A single block that has to be filled on every invoke and return
requires considerable overheads. More than twice the amount of data
is read from the main memory than is consumed by the processor.
However, the memory transaction count is 16 times lower than with
simple prefetching, which can compensate for the large MBIB for main
memories with high latency.
The solution with two blocks for two methods performs almost twice
as well as the simple one method cache. This is due to the fact
that, for all leaves in the call tree, the caller method can be
found on return. If the block count is doubled again, the number of
misses is reduced by a further 25\%, but the cache size also
doubles. For this measurement, an LRU replacement policy applies for
the two and four block caches.
\begin{table}
\centering
\begin{tabular}{lcccc}
\toprule
Type & Cache size & MBIB & MTIB \\
\midrule
Prefetch & 8 B & 1.37 & 0.342 \\
Single method & 1 KB & 2.32 & 0.021 \\
Two blocks & 2 KB & 1.21 & 0.013 \\
Four blocks & 4 KB & 0.90 & 0.010 \\
\bottomrule
\end{tabular}
\caption{Fixed block cache}
\label{tab_cache_block}
\end{table}
The same memory parameters as in the previous section are also used
in Table~\ref{tab_cache_block_mem}. With the high latency of the
DRAMs, even the simple one block cache is a faster (and more
accurately predictable) solution than a prefetch queue. As MBIB and
MTBI show the same trend as a function of the number of blocks, this
is reflected in the access time in all three memory examples.

▶ _DATA EXTRACT_:

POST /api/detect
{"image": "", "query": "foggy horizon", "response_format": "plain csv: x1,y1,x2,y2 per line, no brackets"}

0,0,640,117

---

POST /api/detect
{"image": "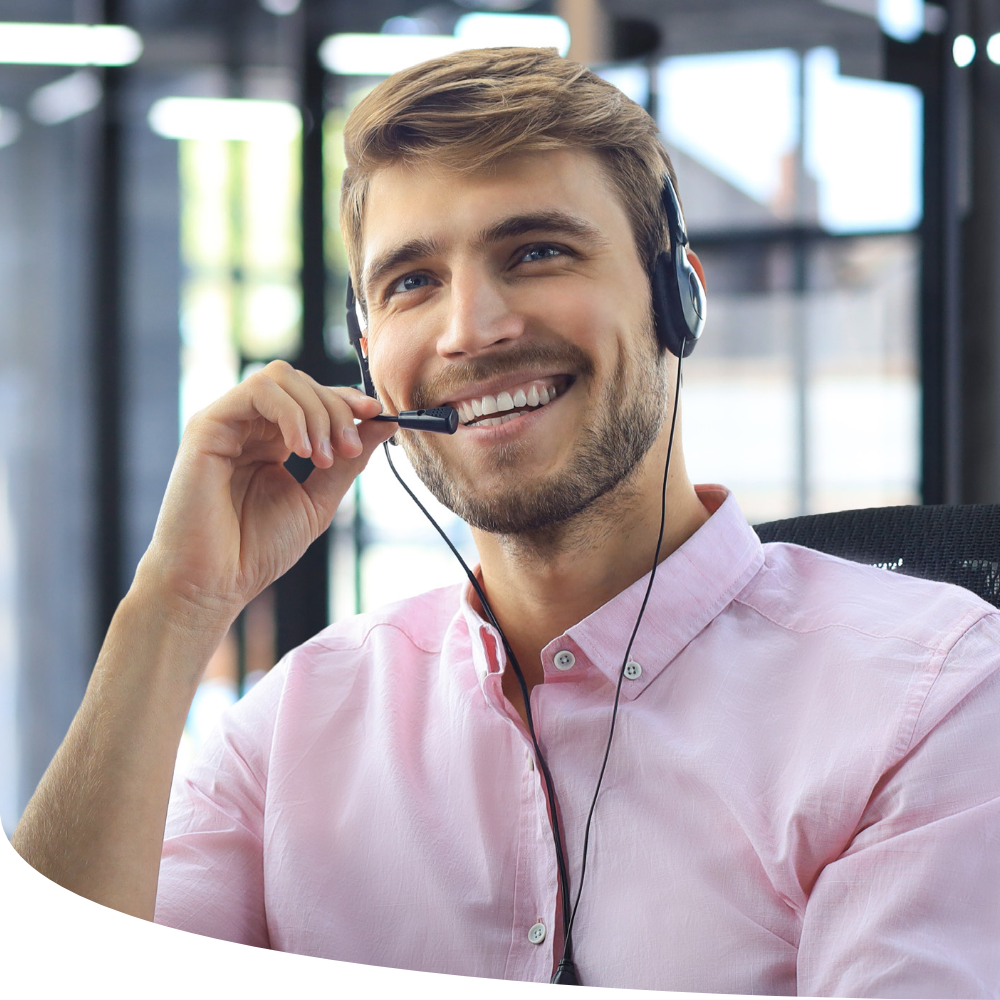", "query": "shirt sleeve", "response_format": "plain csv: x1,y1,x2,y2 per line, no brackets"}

▶ _JOBS_:
- a) According to the cache excerpt, which replacement policy is used for the two and four block caches?
- b) Rewrite the cache excerpt from "However, the memory" to "four block caches.", changing "LRU" to "FIFO".

▶ _EXERCISE ANSWERS_:
- a) An LRU replacement policy.

- b)
However, the memory transaction count is 16 times lower than with
simple prefetching, which can compensate for the large MBIB for main
memories with high latency.
The solution with two blocks for two methods performs almost twice
as well as the simple one method cache. This is due to the fact
that, for all leaves in the call tree, the caller method can be
found on return. If the block count is doubled again, the number of
misses is reduced by a further 25\%, but the cache size also
doubles. For this measurement, an FIFO replacement policy applies for
the two and four block caches.